Type out the records that follow, exactly as given.

--- BEGIN ITEMS ---

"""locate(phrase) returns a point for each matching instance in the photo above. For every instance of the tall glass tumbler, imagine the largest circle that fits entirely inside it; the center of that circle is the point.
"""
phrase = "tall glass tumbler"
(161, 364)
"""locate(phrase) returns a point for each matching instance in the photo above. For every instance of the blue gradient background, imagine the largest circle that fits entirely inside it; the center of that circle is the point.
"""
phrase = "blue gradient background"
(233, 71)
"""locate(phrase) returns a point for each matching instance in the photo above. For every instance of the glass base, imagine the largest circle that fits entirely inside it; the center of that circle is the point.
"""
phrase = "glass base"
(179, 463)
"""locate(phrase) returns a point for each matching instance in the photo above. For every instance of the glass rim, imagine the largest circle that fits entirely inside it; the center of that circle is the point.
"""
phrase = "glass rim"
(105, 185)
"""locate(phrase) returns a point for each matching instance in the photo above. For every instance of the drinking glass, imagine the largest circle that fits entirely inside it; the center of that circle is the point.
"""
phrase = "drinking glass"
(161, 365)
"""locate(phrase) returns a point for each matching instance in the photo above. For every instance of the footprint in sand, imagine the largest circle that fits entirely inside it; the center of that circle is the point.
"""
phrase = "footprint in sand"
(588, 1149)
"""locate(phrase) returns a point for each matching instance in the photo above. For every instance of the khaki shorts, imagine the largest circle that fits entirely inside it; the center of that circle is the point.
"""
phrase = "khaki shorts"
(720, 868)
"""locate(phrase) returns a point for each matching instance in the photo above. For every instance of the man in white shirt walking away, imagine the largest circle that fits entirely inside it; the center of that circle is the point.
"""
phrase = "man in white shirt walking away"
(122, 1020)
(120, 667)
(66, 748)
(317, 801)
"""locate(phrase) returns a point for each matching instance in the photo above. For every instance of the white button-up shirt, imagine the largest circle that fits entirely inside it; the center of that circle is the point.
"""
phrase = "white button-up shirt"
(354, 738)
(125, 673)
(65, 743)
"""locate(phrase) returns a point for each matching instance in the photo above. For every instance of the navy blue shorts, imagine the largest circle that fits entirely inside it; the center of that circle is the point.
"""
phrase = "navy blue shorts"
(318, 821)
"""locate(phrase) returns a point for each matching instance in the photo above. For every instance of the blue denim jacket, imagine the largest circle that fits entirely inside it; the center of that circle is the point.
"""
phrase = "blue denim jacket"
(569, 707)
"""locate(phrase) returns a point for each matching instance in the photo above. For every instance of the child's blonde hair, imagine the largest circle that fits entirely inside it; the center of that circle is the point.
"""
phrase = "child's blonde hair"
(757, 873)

--- END ITEMS ---

* OUTPUT BELOW:
"""locate(phrase) returns a point for each matching instance in the photo above. For every instance of the tall glass tumbler, imagine the largest circle that fits entirely inside it; the center of that circle is the point.
"""
phrase = "tall glass tumbler"
(161, 364)
"""locate(phrase) returns a point for each matching instance in the photo above. For every instance of the blue gradient background, imagine the largest circle that fits entirely inside it; the center of that circle is the point.
"""
phrase = "blue gradient background"
(233, 71)
"""locate(phrase) returns a point for each matching instance in the photo above. For every instance of the glass base, imagine the largest circle that fits entirely inside it; the center of that circle is the point.
"""
phrase = "glass base"
(179, 463)
"""locate(phrase) returns a point for each matching instance in the photo above. For every instance of the glass rim, imagine the largest circle that fits entirely inside it; the center of that circle is the point.
"""
phrase = "glass rim"
(105, 185)
"""locate(phrase) returns a point for each matching instance in the photo above. For every instance of the drinking glass, imagine the largest circle that fits entirely inside it; the center of that circle is the point.
"""
phrase = "drinking glass"
(161, 365)
"""locate(phrase) returns a point for each matching instance in the photo above. For every instance of the footprint in sand, imagine the largest circle that fits entirely inside it; the center of that circle is the point.
"""
phrase = "footprint in sand"
(588, 1149)
"""locate(phrase) returns a point for each matching instance in the photo above. For every instance of the khaki shorts, imagine the largest circle that fits entirely inside it; the center of that circle is the point.
"""
phrase = "khaki shorts"
(720, 868)
"""locate(phrase) returns a point for each matching instance in the photo above. For every instance of the man in white shirt walking away, imagine the largest circle that fits entirely inside it; the center of that circle is the point.
"""
phrase = "man in white shirt walking away"
(122, 1020)
(120, 667)
(66, 748)
(317, 801)
"""locate(phrase) returns a point for each matching instance in the photo above. For every instance of the white button-up shirt, imagine the largest circle that fits entirely inside it; the center of that circle is the point.
"""
phrase = "white button-up shirt"
(354, 738)
(125, 673)
(65, 743)
"""locate(phrase) returns a point for each matching instance in the photo above. For every instance of the navy blue shorts, imagine the largest circle that fits entirely inside it; the center of that circle is the point.
"""
phrase = "navy blue shorts"
(318, 821)
"""locate(phrase) returns a point for each matching instance in the photo above. For every instance of the blue denim jacket, imagine the largest circle that fits entirely inside it; the center of that circle is the point.
"""
phrase = "blue denim jacket"
(569, 707)
"""locate(phrase) returns a point for each matching instance in the photo above. For every instance of the child's blonde hair, imagine the largest circle that fits entirely inside it; the center of that circle is the point.
"""
phrase = "child's blonde hair"
(757, 873)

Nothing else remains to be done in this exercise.